Text excerpt:
= = = =

I dropped what felt like a ridiculous amount of money on lots of advanced lighting down there, and almost immediately felt glad I spent every penny. I like track lights because I can move a bulb to the perfect spot to work on a project. Its the brightest room in the house and I'm glad of it. LEDs are the way to go or you'll cook yourself down there in the summer. Yes LEDs. Remember what I wrote it was a ridiculous amount of money but I'm glad I spent every penny...

I don't know how I'd survive down there without the sink. Oh and the bar, too. And the bar fridge. And a pretty nice first aid kit that thankfully doesn't get used much. I've only got one fire escape route so I've got fire extinguishers and smoke detectors like every couple yards, seriously.

Banish extension cords to the garage. Trip and fall on concrete is not cool, and bare basements are trivial to wire real dedicated high current outlets. Speaking of wiring, never put a lamp or light bulb on the same circuit as a motor, or at least try never to do it, and never put all the lights on the same breaker. My nightmare scenario is something like a circuit breaker blows and takes out all the lights but the lathe keeps spinning in pitch blackness. That could be very awkward.

= = = =

Stated exercise 1: Rewrite the stretch of the basement workshop text from "I dropped what" through "spent every penny...", putting "recessed lights" in place of "track lights".
Stated exercise 2: In the basement workshop text, what happens in the summer if you don't use LEDs?

Data block:
= = = =

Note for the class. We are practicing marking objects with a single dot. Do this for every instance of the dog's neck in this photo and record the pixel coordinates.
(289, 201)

= = = =

Complete output 1:
I dropped what felt like a ridiculous amount of money on lots of advanced lighting down there, and almost immediately felt glad I spent every penny. I like recessed lights because I can move a bulb to the perfect spot to work on a project. Its the brightest room in the house and I'm glad of it. LEDs are the way to go or you'll cook yourself down there in the summer. Yes LEDs. Remember what I wrote it was a ridiculous amount of money but I'm glad I spent every penny...

Complete output 2: You'll cook yourself down there.